# TASK STATEMENT
Omit every picture while you reproduce the entries that follow word for word.

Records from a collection
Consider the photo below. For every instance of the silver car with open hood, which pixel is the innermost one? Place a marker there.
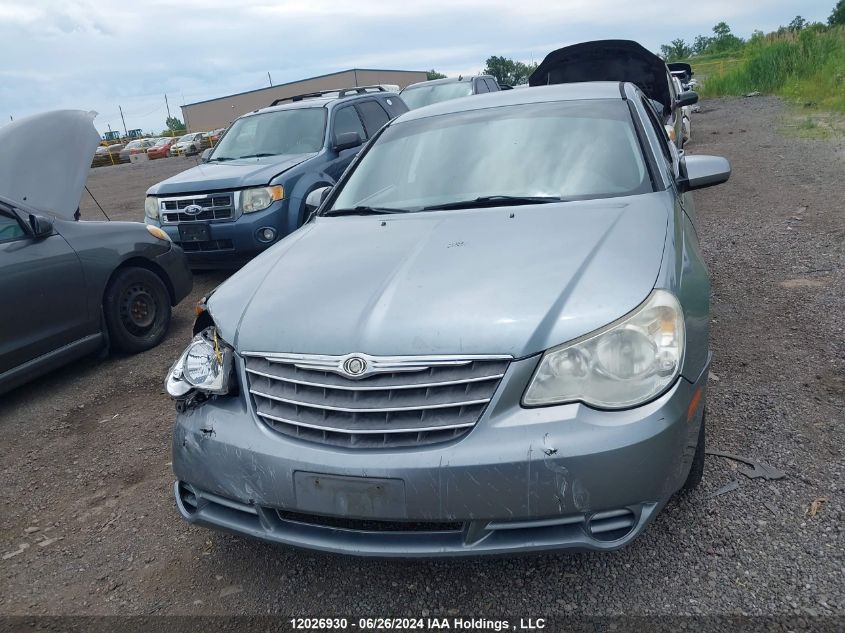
(491, 337)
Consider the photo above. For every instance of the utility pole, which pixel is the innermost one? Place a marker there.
(125, 131)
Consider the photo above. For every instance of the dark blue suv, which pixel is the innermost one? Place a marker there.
(250, 190)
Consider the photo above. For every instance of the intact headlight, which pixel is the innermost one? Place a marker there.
(620, 366)
(205, 366)
(151, 207)
(260, 198)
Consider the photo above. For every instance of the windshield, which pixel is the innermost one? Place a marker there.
(419, 96)
(567, 150)
(293, 131)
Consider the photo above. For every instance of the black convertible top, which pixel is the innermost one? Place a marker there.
(606, 60)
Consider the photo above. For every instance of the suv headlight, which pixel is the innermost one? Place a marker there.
(205, 366)
(260, 198)
(623, 365)
(151, 207)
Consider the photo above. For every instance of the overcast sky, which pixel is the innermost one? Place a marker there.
(96, 55)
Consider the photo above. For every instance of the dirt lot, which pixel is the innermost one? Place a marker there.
(84, 453)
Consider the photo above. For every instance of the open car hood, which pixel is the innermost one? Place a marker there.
(606, 60)
(45, 159)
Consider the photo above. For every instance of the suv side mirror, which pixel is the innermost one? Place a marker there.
(698, 172)
(314, 199)
(686, 99)
(39, 226)
(347, 140)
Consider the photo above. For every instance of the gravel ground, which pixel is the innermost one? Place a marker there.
(84, 452)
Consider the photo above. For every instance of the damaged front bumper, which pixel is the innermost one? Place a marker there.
(562, 477)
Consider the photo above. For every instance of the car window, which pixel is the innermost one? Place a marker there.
(10, 228)
(396, 105)
(673, 91)
(659, 129)
(272, 133)
(426, 94)
(347, 120)
(571, 150)
(373, 115)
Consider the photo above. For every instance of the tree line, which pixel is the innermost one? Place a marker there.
(723, 40)
(506, 71)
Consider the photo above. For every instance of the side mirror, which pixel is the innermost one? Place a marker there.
(698, 172)
(347, 140)
(40, 226)
(314, 199)
(687, 98)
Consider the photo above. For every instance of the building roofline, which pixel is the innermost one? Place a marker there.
(290, 83)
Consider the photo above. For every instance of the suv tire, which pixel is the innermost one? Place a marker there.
(137, 310)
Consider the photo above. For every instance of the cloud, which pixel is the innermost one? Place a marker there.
(104, 53)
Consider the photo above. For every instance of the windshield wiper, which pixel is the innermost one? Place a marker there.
(365, 210)
(493, 201)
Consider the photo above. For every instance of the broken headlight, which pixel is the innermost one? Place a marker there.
(623, 365)
(205, 366)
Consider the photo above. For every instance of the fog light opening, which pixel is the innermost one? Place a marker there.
(611, 525)
(266, 234)
(188, 498)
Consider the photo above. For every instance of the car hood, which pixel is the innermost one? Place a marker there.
(45, 159)
(606, 60)
(511, 281)
(248, 172)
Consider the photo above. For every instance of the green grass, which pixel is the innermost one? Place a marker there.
(806, 67)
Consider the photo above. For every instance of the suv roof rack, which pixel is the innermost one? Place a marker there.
(342, 92)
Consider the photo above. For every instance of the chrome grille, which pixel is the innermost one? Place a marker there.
(216, 206)
(402, 401)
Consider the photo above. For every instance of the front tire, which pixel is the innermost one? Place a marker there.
(137, 310)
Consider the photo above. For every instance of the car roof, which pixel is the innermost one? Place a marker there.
(321, 102)
(447, 80)
(538, 94)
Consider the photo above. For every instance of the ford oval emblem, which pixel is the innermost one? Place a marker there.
(355, 366)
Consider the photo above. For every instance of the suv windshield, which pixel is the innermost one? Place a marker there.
(419, 96)
(534, 152)
(292, 131)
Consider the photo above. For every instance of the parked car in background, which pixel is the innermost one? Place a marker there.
(161, 148)
(215, 135)
(492, 338)
(427, 92)
(107, 155)
(189, 144)
(70, 288)
(250, 190)
(619, 60)
(138, 146)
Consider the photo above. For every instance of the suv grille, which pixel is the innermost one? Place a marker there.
(404, 401)
(218, 206)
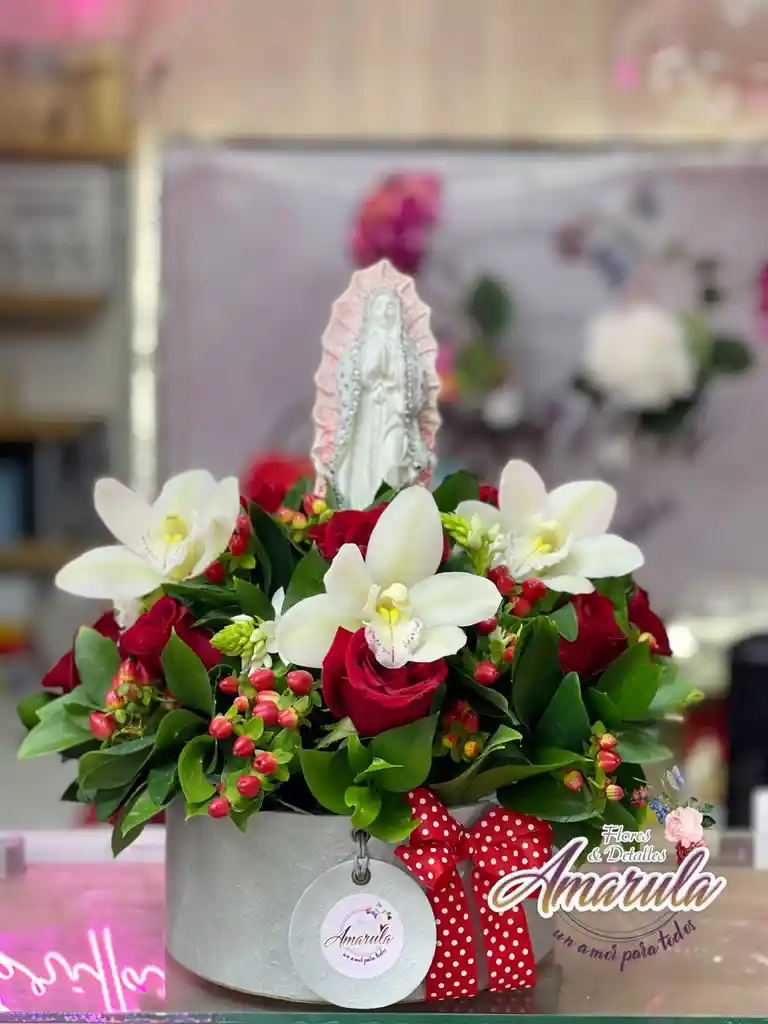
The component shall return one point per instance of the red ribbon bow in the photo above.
(500, 843)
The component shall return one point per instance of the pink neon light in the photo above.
(115, 982)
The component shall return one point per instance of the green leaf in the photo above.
(731, 355)
(186, 677)
(489, 305)
(409, 747)
(192, 773)
(253, 600)
(565, 722)
(394, 821)
(641, 747)
(307, 579)
(161, 782)
(177, 727)
(142, 810)
(54, 733)
(116, 766)
(328, 776)
(547, 797)
(366, 804)
(631, 682)
(359, 757)
(29, 709)
(461, 486)
(536, 671)
(97, 660)
(566, 622)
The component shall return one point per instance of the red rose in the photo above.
(374, 697)
(600, 640)
(350, 526)
(145, 640)
(65, 675)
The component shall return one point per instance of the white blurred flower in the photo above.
(639, 357)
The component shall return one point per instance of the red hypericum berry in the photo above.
(261, 679)
(485, 673)
(219, 807)
(486, 626)
(101, 725)
(239, 544)
(502, 579)
(288, 718)
(249, 785)
(229, 684)
(519, 606)
(608, 761)
(220, 727)
(532, 590)
(300, 682)
(265, 762)
(244, 747)
(267, 711)
(215, 572)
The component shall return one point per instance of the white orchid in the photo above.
(558, 537)
(176, 538)
(409, 612)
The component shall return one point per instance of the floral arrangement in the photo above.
(481, 642)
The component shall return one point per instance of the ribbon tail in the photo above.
(509, 951)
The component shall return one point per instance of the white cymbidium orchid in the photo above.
(558, 537)
(410, 613)
(176, 538)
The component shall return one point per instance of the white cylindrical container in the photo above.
(229, 896)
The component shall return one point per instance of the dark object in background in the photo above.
(747, 724)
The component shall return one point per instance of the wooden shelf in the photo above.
(40, 557)
(49, 308)
(27, 429)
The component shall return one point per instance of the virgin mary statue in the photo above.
(383, 440)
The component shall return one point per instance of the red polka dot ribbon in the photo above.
(500, 843)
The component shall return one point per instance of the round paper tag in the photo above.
(363, 946)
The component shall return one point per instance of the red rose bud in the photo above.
(229, 685)
(244, 747)
(502, 579)
(239, 544)
(485, 673)
(249, 785)
(486, 626)
(300, 682)
(220, 727)
(267, 712)
(219, 807)
(265, 762)
(261, 679)
(101, 725)
(288, 718)
(608, 761)
(215, 572)
(519, 606)
(532, 589)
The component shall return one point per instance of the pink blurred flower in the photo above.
(395, 221)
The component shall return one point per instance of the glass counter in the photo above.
(81, 937)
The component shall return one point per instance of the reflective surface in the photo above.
(88, 938)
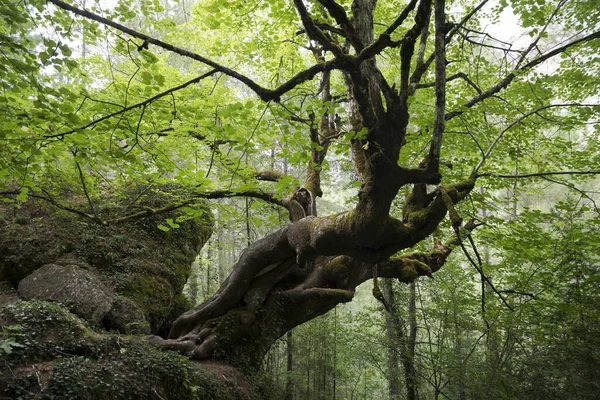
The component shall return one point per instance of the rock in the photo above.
(126, 317)
(81, 291)
(49, 353)
(134, 259)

# TASK RESULT
Consider the photo below. For every instance of the silver car with open hood, which pixel is the innermost one? Place a marker there.
(491, 337)
Consider the photo above. For every instance of the utility pole, which pixel is the innermost one? Place a marker there.
(125, 131)
Consider the photo above. For every instance of the dark blue suv, which pixel is the innermost one? Place a marker there.
(250, 190)
Consider the photo above. For every instance of the intact headlight, which pixel is the innermost one? Place a marker there.
(620, 366)
(205, 366)
(151, 207)
(260, 198)
Consider the photo above. For every instance of the windshield, which pixel is the innermost one? Place a marker there.
(419, 96)
(567, 150)
(293, 131)
Consider the photo above. For every instance of the black convertible top, which pixel is the innermost one? Place a marker there.
(606, 60)
Consider the photo above. For every instance of the suv headlight, which pixel is the innermost one? Place a marker there.
(205, 366)
(260, 198)
(623, 365)
(151, 207)
Consider the photo above. For every instance of the overcast sky, which pixel is the innermost one? Place a marker there.
(96, 55)
Consider the photo above. For every instance of the dirt lot, which pixel is the innermost one? Place a marker there.
(84, 453)
Consider the photo above. For every instance of the open car hood, which pixel is the innermost one? Place a marker there.
(606, 60)
(45, 159)
Consider the photo above. For every instance of the suv side mirror, which pixel is the innermost one? Place a marker there.
(698, 172)
(314, 199)
(686, 99)
(39, 226)
(347, 140)
Consider the photo above. For every instance of the gravel ground, which pixel is the innermost one? Place a marker there.
(84, 452)
Consider the photo above. For every instance of the damaged front bumper, which pixel is the innermost one? Place a marker there.
(562, 477)
Consider the photo above. For every instance of the car window, which pixel is the innermost one? Place a marker there.
(10, 228)
(396, 105)
(673, 91)
(659, 129)
(272, 133)
(426, 94)
(347, 120)
(571, 150)
(373, 115)
Consider the photo above. For every instance of the tree line, which pixel is the innermost one? Place a marker there.
(723, 40)
(506, 71)
Consider the photo above. For every instance of the side mirror, which pixel is the innermost one? Place a marker there.
(698, 172)
(347, 140)
(40, 226)
(314, 199)
(687, 98)
Consider the photo above. For every instance of the building roofline, which pixel is the innermost one? Place a marker there.
(290, 83)
Consider the photo above. For every instance of the suv tire, which pixel is the innermost one? Place a marker there.
(137, 310)
Consider the photo above. For every instance of the cloud, which pixel is the innermost one? Place a marker there.
(104, 53)
Consider the photo above. For every instance of the windshield wiper, which pixel is the innermost one? Place a marker there.
(365, 210)
(493, 201)
Consider the photo above. For every instance of the broken headlight, which pixel is the innermost one? Place a marker there.
(623, 365)
(205, 366)
Consider the photo above. For every instance of the fog light opening, which pixel is the innermost one? Place a marker there.
(611, 525)
(266, 234)
(188, 498)
Consider the photo above. For every instance of the car hood, which pixel is the innermost one? Place a marker there.
(45, 159)
(606, 60)
(511, 281)
(248, 172)
Consider the photo above. For every instance of the green grass, which pixel is the innermost one? Place a marker there.
(806, 67)
Consider the photo above. For every instance of the suv roof rack, which pixel is the innermost one? Place a marker there.
(342, 92)
Consider the photo above. For every instance of the chrome grille, which pixel is the innermost one? Place a marker there.
(216, 206)
(402, 401)
Consider the photo above. For every instance of the front tire, which pixel is the innermost one? Place a marker there.
(137, 310)
Consider the photo above. For every instance of the car roof, which pixel is the innermost one? Place a marker there.
(321, 102)
(447, 80)
(538, 94)
Consider the photo above. For every instance of the ford oval emblem, which pixel is the innermost one? Place a marker there.
(355, 366)
Consider the photo above. For every instance of the suv windshield, which pixel is the innermost one? Place a marker there.
(419, 96)
(534, 152)
(292, 131)
Consider the photo above. For every instance of the parked car in background, which pixel is the innermost one? Place a marker there.
(161, 148)
(215, 135)
(492, 338)
(427, 92)
(107, 155)
(189, 144)
(70, 288)
(250, 190)
(619, 60)
(138, 146)
Consider the photo above. For every instance of the suv grille, which pixel is the innermost one? Place a marker there.
(404, 401)
(218, 206)
The component shall return one point per instance of the red ribbon bow in the photo above.
(500, 843)
The component shall return one point per instance of the pink neon light in the photo above.
(115, 982)
The component shall return one point per instance of the green leaf in the photo above.
(731, 355)
(186, 677)
(489, 305)
(409, 747)
(192, 773)
(253, 600)
(565, 722)
(394, 821)
(641, 747)
(307, 579)
(161, 782)
(177, 727)
(142, 810)
(54, 733)
(116, 766)
(328, 776)
(547, 797)
(366, 804)
(631, 682)
(359, 757)
(29, 709)
(461, 486)
(536, 671)
(97, 660)
(566, 622)
The component shall return one point per instance of the red rose in the photo above.
(374, 697)
(600, 640)
(350, 526)
(145, 640)
(65, 675)
The component shall return one point per instance of the white blurred flower in the photo above.
(639, 357)
The component shall return one point per instance of the red hypericum berry in the photo above.
(261, 679)
(485, 673)
(219, 807)
(486, 626)
(101, 725)
(239, 544)
(502, 579)
(288, 718)
(249, 785)
(229, 684)
(519, 606)
(608, 761)
(220, 727)
(532, 590)
(300, 682)
(265, 762)
(244, 747)
(267, 711)
(215, 572)
The component shall return one point per instance of the white orchid in the photo above.
(558, 537)
(176, 538)
(409, 612)
The component shall return one point per instance of the floral arrangement in the photo above.
(481, 642)
The component shall return one point per instance of the ribbon tail in the photo above.
(509, 951)
The component shall return one point per instance of the white cymbidium orchid in the photo above.
(558, 537)
(410, 613)
(176, 538)
The component shall return one point per instance of the white cylindrical container in the photo above.
(229, 896)
The component shall return one point per instance of the dark object in background in the photo above.
(747, 724)
The component shall return one point per instance of the wooden shelf in the photo above.
(40, 557)
(49, 308)
(27, 429)
The component shall return one point per instance of the virgin mary statue in the photo above.
(383, 440)
The component shall return one point per instance of the red polka dot ribbon in the photo above.
(500, 843)
The component shall return one point per instance of the round paper tag in the photo above.
(363, 946)
The component shall return one point per instance of the red rose bud in the photo above.
(229, 685)
(244, 747)
(502, 579)
(239, 544)
(485, 673)
(249, 785)
(486, 626)
(300, 682)
(220, 727)
(267, 712)
(219, 807)
(265, 762)
(261, 679)
(101, 725)
(288, 718)
(608, 761)
(215, 572)
(519, 606)
(532, 589)
The component shall return one point per instance of the pink blurred flower in the photo above.
(395, 221)
The component shall return one point per instance of the glass counter in the photo above.
(81, 937)
The component shall return one point per instance of the reflective surface in the photo above.
(88, 938)
The component shall return one point per instance of the rock in the photo above.
(126, 317)
(81, 291)
(49, 353)
(134, 259)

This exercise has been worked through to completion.